-- Work instruction --
Retyping the records exactly, down to the last line, is the whole job.

---

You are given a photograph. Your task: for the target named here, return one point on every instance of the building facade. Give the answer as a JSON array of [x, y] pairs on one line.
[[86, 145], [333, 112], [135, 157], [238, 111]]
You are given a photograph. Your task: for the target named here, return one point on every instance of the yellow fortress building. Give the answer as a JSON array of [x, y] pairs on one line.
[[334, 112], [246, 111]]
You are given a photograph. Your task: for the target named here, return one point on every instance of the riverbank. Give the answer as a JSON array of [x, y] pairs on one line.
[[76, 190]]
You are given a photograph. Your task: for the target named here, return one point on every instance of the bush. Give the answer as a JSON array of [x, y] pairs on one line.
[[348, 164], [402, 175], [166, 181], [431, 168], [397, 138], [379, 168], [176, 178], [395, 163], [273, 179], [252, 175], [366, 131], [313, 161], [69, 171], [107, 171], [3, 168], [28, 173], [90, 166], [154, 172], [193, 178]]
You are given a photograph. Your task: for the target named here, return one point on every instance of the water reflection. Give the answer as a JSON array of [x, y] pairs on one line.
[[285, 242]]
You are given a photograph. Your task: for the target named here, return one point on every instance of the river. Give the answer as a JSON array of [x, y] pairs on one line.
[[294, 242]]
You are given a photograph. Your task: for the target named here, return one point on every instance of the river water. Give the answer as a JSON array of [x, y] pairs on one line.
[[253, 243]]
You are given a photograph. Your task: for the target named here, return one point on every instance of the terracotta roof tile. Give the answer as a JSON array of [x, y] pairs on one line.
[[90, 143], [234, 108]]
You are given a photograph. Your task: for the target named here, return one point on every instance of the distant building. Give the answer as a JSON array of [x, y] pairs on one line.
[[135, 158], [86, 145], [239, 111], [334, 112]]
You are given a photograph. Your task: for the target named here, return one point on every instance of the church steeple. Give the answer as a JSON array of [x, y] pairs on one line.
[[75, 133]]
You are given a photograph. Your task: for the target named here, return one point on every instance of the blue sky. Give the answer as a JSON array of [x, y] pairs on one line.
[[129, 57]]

---

-- Answer --
You are given a photograph. Your task: for the target named here, return one point on every instance of the building facade. Give the answer as a JSON array of [x, y] pairs on one line.
[[86, 145], [333, 112], [135, 157], [238, 111]]
You are given a photograph. Your task: for the target named here, return one point on every instance of the yellow fortress building. Give the answer as a JSON array of [x, y] pairs on one line.
[[334, 112], [246, 111]]
You are given a photograph. Your task: for the target named here, return one point on every instance of the riverbank. Give the answer as a JSON array of [x, y] pairs on one line.
[[76, 190]]
You are given a photograph. Your task: for the target named here, return one point on every instance of the bush. Give the answer as a JSON array of [x, y] pairs on one line.
[[348, 164], [402, 175], [166, 181], [431, 168], [397, 138], [379, 168], [176, 178], [395, 163], [273, 179], [252, 175], [366, 131], [313, 161], [69, 171], [107, 171], [3, 168], [28, 173], [90, 166], [154, 172], [193, 178]]
You are given a photograph. Your task: for the target named here, return one point on every instance of the water reflection. Give the answer as a JSON array of [x, y] pairs on one line.
[[285, 242]]
You are given a photograph. Your task: for the target named here, return one point on every instance of the river. Give the answer as a JSON array of [x, y] pairs on one line.
[[294, 242]]
You are given a photograph. Your task: for the target named here, return one point on every instance of the river water. Give the answer as a JSON array of [x, y] pairs on one line.
[[253, 243]]
You are given a photograph. Your task: for the target named here, return one point on every instance of the terracotta roof tile. Give the answer as a JSON array of [x, y] pairs on one line.
[[90, 143], [234, 108]]
You are given a photograph. Your task: for the target named here, return one point on every instance of the distant building. Give the answer as a JSON array of [x, y] pairs on one line.
[[135, 158], [86, 145], [239, 111], [334, 112]]
You are given a photograph. Your task: for the target named here, return one point on every instance of the church steeple. Give the answer as a JSON array of [x, y] pairs on one line.
[[75, 133]]
You are given a photograph. Your task: for the target named here, return one point on every instance of the blue sky. Give the answer as a JSON array of [x, y] pairs on one line.
[[129, 57]]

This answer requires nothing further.